[Annotated coordinate records]

========================================================================

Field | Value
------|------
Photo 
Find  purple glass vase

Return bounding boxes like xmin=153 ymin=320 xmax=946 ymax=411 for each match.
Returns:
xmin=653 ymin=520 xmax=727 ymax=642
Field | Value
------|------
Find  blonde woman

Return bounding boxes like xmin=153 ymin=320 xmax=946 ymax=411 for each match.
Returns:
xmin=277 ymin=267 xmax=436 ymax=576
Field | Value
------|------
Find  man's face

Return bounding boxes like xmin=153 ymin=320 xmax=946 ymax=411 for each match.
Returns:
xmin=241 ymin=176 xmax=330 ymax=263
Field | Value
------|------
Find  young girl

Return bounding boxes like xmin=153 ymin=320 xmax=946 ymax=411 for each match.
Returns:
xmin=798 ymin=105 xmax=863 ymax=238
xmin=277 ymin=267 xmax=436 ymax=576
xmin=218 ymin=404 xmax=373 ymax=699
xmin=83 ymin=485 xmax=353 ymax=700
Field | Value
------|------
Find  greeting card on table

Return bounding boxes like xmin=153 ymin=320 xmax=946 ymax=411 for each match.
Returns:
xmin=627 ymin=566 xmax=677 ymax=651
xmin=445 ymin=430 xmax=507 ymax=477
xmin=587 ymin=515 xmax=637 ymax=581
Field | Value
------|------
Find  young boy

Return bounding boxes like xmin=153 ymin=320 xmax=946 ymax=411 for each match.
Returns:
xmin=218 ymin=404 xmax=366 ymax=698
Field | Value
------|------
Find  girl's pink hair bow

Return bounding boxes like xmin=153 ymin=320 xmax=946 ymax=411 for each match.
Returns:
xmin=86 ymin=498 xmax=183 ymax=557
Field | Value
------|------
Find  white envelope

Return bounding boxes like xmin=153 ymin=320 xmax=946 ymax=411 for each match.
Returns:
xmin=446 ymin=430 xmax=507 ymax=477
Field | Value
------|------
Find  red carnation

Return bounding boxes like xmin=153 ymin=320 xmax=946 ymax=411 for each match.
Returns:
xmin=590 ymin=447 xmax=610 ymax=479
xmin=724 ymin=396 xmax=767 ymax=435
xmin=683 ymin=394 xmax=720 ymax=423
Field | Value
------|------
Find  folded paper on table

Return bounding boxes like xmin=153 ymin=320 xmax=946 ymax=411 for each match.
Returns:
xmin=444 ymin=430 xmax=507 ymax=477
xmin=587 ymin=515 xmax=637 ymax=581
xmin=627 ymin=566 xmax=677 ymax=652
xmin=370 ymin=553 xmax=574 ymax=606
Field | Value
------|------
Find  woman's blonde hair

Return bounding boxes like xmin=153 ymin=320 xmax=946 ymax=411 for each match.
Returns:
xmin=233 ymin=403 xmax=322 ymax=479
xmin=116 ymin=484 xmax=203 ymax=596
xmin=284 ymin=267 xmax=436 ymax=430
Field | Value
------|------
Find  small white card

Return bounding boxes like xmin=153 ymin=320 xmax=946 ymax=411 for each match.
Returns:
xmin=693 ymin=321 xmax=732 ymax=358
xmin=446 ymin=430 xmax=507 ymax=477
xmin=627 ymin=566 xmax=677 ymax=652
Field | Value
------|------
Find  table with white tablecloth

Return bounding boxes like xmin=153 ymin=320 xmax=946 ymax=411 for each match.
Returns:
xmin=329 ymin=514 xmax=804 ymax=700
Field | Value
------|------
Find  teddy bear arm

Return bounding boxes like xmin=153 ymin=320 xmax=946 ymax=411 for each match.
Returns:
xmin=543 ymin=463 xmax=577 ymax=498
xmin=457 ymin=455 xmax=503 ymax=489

========================================================================

TASK DETAILS. Rewrite all of the records, substituting "box coordinates" for each occurrence of "bounding boxes" and changing nothing else.

RESULT.
Field | Value
------|------
Photo 
Find  purple glass vase

Return box coordinates like xmin=153 ymin=320 xmax=946 ymax=411 for each match.
Returns:
xmin=653 ymin=520 xmax=727 ymax=642
Field | Value
------|------
Find  blonde woman

Return box coordinates like xmin=153 ymin=320 xmax=946 ymax=411 for each match.
Returns:
xmin=277 ymin=267 xmax=436 ymax=576
Field | Value
------|------
Find  man's face

Return box coordinates like xmin=153 ymin=320 xmax=946 ymax=411 for each match.
Returns:
xmin=241 ymin=176 xmax=330 ymax=263
Field | Value
------|------
Find  young girl

Return box coordinates like xmin=153 ymin=320 xmax=946 ymax=411 for each match.
Returns:
xmin=798 ymin=105 xmax=863 ymax=238
xmin=277 ymin=267 xmax=436 ymax=576
xmin=218 ymin=404 xmax=373 ymax=699
xmin=83 ymin=485 xmax=353 ymax=700
Field | Value
------|------
Find  greeting card on table

Return box coordinates like xmin=153 ymin=320 xmax=946 ymax=411 for each match.
Returns:
xmin=627 ymin=566 xmax=677 ymax=651
xmin=445 ymin=430 xmax=507 ymax=477
xmin=587 ymin=515 xmax=637 ymax=581
Field | Value
------|------
Find  young boy

Return box coordinates like xmin=153 ymin=320 xmax=946 ymax=411 for each match.
Returns:
xmin=218 ymin=404 xmax=366 ymax=698
Field | Value
------|------
Find  girl's pink hair bow

Return box coordinates like xmin=153 ymin=320 xmax=946 ymax=411 for each match.
Returns:
xmin=86 ymin=498 xmax=183 ymax=557
Field | Value
------|------
Find  white envelope

Return box coordinates like xmin=153 ymin=320 xmax=946 ymax=411 for each match.
Returns:
xmin=446 ymin=430 xmax=507 ymax=477
Field | Value
------|------
Find  red carnation

Return box coordinates like xmin=153 ymin=320 xmax=946 ymax=411 for each match.
Returns:
xmin=590 ymin=447 xmax=610 ymax=479
xmin=724 ymin=396 xmax=767 ymax=435
xmin=683 ymin=394 xmax=720 ymax=423
Field | Value
------|------
Find  folded paper on table

Return box coordinates like xmin=153 ymin=320 xmax=946 ymax=411 for each match.
Returns:
xmin=444 ymin=430 xmax=507 ymax=477
xmin=587 ymin=515 xmax=637 ymax=581
xmin=627 ymin=566 xmax=677 ymax=652
xmin=370 ymin=553 xmax=574 ymax=606
Field | Value
------|------
Find  woman's blonde hair

Return box coordinates like xmin=153 ymin=320 xmax=946 ymax=411 for each match.
Returns:
xmin=233 ymin=403 xmax=322 ymax=479
xmin=116 ymin=484 xmax=203 ymax=596
xmin=284 ymin=267 xmax=436 ymax=430
Field | Value
------|------
Find  small white card

Return box coordinates like xmin=153 ymin=320 xmax=946 ymax=411 for each match.
Returns:
xmin=693 ymin=321 xmax=732 ymax=358
xmin=446 ymin=430 xmax=507 ymax=477
xmin=627 ymin=566 xmax=677 ymax=652
Field | Value
------|------
Find  table with white tablecloth

Return box coordinates like xmin=153 ymin=320 xmax=946 ymax=411 for each match.
Returns:
xmin=329 ymin=514 xmax=804 ymax=700
Field | Value
------|------
Find  teddy bear arm

Return box coordinates like xmin=153 ymin=320 xmax=946 ymax=411 for each match.
Returns:
xmin=543 ymin=463 xmax=577 ymax=498
xmin=457 ymin=455 xmax=503 ymax=489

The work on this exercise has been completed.